### WHAT IS ASKED
Count how many lines in the material below contain the word "green", matching case exactly. Reply with that number alone.
BEGIN PROVIDED ENTRIES
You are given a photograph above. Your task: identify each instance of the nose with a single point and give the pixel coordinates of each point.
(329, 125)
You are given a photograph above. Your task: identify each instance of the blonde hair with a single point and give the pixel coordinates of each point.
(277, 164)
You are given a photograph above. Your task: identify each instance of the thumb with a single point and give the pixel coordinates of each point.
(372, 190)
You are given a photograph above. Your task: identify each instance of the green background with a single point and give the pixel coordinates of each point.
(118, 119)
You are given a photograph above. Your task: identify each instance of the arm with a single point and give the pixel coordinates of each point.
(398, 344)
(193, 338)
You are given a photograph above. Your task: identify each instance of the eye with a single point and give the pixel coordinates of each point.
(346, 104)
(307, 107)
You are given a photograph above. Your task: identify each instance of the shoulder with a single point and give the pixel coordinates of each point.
END PROVIDED ENTRIES
BEGIN PROVIDED ENTRIES
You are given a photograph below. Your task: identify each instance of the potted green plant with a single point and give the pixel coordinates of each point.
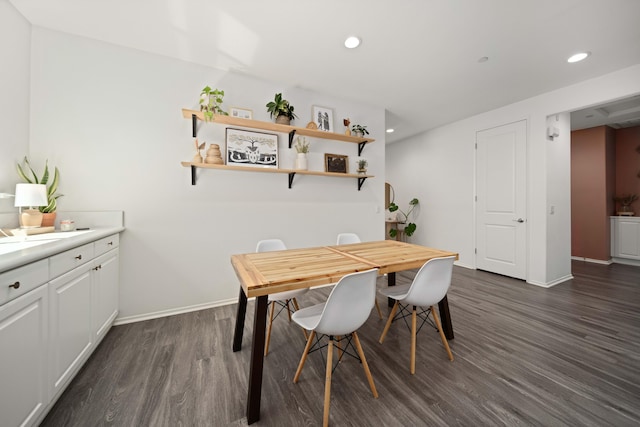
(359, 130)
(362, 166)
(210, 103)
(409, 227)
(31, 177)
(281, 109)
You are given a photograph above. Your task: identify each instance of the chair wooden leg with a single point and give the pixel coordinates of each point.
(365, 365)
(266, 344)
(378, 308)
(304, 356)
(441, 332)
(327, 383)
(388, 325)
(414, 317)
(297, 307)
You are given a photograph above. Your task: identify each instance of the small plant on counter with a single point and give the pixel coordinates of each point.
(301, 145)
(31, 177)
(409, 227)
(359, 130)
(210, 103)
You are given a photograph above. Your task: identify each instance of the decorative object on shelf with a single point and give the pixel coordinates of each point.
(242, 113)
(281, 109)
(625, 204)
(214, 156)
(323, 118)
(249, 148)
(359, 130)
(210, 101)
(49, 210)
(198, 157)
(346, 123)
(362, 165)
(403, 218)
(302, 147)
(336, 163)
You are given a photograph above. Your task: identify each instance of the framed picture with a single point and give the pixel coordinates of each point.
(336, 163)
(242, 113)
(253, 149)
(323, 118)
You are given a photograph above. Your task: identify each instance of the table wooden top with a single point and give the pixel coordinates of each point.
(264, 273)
END PROVIDED ENTRIES
BEGIN PROVIDED ENTRIES
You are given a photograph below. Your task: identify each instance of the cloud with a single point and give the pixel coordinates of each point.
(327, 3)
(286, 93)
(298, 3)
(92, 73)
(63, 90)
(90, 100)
END PROVIDED ENTRIES
### RESULT
2